## Extracted material
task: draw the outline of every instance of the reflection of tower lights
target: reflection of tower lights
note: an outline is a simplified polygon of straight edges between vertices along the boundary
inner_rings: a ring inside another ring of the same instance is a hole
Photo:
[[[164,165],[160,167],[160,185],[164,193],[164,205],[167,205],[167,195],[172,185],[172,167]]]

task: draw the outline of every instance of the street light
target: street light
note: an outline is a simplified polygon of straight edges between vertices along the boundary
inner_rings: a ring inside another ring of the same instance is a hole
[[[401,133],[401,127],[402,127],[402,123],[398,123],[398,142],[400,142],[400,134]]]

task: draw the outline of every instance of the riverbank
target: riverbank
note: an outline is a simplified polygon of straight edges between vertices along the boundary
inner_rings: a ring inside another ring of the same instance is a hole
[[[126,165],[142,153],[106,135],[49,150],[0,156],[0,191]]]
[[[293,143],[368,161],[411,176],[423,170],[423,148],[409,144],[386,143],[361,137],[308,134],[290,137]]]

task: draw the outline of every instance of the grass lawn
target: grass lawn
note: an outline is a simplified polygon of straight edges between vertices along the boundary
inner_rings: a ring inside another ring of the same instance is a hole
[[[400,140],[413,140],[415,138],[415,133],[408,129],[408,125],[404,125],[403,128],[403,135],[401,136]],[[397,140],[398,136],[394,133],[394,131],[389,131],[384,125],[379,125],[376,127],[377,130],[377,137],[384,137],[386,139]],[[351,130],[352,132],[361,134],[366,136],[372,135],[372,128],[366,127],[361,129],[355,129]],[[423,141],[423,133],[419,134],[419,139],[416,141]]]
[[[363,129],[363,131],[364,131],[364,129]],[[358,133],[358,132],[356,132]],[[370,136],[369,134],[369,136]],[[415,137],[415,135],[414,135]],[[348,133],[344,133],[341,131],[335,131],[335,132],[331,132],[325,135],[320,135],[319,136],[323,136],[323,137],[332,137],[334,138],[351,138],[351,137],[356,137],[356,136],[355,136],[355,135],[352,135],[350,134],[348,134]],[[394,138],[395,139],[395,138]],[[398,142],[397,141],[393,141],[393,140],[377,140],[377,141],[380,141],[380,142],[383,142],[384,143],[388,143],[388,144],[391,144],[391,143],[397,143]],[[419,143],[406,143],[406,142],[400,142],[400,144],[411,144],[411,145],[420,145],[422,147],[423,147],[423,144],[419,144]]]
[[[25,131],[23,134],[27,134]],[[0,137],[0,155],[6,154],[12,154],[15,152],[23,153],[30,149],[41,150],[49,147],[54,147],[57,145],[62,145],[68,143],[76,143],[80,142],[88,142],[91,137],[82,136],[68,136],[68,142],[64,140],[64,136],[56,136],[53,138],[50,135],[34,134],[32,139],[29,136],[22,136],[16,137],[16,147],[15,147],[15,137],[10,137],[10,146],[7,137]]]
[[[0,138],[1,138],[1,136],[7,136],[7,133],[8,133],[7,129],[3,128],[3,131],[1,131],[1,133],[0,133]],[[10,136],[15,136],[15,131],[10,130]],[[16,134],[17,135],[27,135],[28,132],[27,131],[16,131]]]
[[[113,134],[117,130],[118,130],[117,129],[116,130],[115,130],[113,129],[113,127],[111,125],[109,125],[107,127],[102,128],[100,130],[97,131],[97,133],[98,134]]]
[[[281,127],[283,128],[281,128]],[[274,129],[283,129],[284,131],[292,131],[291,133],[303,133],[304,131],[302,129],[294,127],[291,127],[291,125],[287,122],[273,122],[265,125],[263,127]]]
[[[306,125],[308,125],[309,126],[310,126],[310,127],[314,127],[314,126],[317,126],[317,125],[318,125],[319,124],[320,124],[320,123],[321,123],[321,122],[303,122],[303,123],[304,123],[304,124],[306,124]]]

## Exercise
Repeat all the entries word for word.

## Answer for the task
task: draw the outline of every instance of the reflection of tower lights
target: reflection of tower lights
note: an outline is a simplified polygon of straight edges between vertices along the boundary
inner_rings: a ring inside another ring of the same instance is a hole
Photo:
[[[164,165],[160,167],[160,185],[164,193],[164,205],[167,205],[167,195],[172,185],[172,167]]]

task: draw the outline of every instance of the street light
target: street light
note: an outline is a simplified polygon of straight edges between vertices along the boundary
inner_rings: a ring inside another ring of the same instance is a hole
[[[401,133],[401,127],[402,127],[402,123],[398,123],[398,142],[400,142],[400,134]]]

task: draw the outline of every instance of the riverbank
target: riverbank
note: an outline is a simplified polygon of straight edges between vertices along the boundary
inner_rings: a ring inside another ring of the same instance is a hole
[[[126,165],[142,153],[106,135],[49,150],[0,156],[0,191]]]
[[[293,143],[368,161],[411,176],[423,170],[423,148],[409,144],[386,143],[361,137],[308,134],[290,137]]]

task: draw the outline of every instance of the grass lawn
target: grass lawn
note: an outline is a simplified polygon of straight edges between vertices along the boundary
inner_rings: a ring inside another ring of the same instance is a hole
[[[400,140],[413,140],[415,138],[415,133],[408,129],[408,125],[404,125],[403,128],[403,135],[401,136]],[[397,140],[398,136],[394,133],[394,131],[389,131],[384,125],[379,125],[376,127],[377,130],[377,137],[384,137],[386,139]],[[351,130],[352,132],[361,134],[366,136],[372,135],[372,128],[366,127],[361,129],[355,129]],[[423,141],[423,133],[419,134],[419,139],[416,141]]]
[[[363,129],[363,131],[364,131],[364,129]],[[358,133],[358,132],[356,132]],[[370,136],[369,134],[369,136]],[[415,137],[415,135],[414,135]],[[348,133],[344,133],[341,131],[335,131],[335,132],[331,132],[325,135],[320,135],[319,136],[323,136],[323,137],[332,137],[334,138],[351,138],[351,137],[356,137],[356,136],[355,136],[355,135],[352,135],[350,134],[348,134]],[[394,138],[395,139],[395,138]],[[398,142],[397,141],[393,141],[393,140],[377,140],[377,141],[380,141],[380,142],[383,142],[384,143],[388,143],[388,144],[391,144],[391,143],[397,143]],[[419,143],[406,143],[406,142],[400,142],[400,144],[411,144],[411,145],[420,145],[422,147],[423,147],[423,144],[419,144]]]
[[[25,131],[23,134],[27,134]],[[0,137],[0,155],[6,154],[12,154],[15,152],[23,153],[30,149],[41,150],[49,147],[54,147],[57,145],[62,145],[68,143],[76,143],[80,142],[88,142],[91,137],[82,136],[68,136],[68,142],[64,140],[64,136],[56,136],[53,138],[50,135],[34,134],[32,139],[29,136],[22,136],[16,137],[16,147],[15,147],[15,137],[10,137],[10,146],[7,137]]]
[[[0,138],[1,138],[1,136],[7,136],[7,133],[8,133],[7,129],[3,128],[3,131],[1,131],[1,133],[0,133]],[[10,136],[15,136],[15,131],[10,130]],[[16,134],[17,135],[27,135],[28,132],[27,131],[16,131]]]
[[[113,134],[117,130],[118,130],[117,129],[116,130],[115,130],[113,129],[113,127],[111,125],[109,125],[107,127],[102,128],[100,130],[97,131],[97,133],[98,134]]]
[[[281,127],[283,128],[281,128]],[[274,129],[283,129],[284,131],[292,131],[291,133],[303,133],[304,131],[302,129],[294,127],[291,127],[291,125],[287,122],[273,122],[265,125],[263,127]]]
[[[306,125],[308,125],[309,126],[310,126],[310,127],[314,127],[314,126],[317,126],[317,125],[318,125],[319,124],[320,124],[320,123],[321,123],[321,122],[303,122],[303,123],[304,123],[304,124],[306,124]]]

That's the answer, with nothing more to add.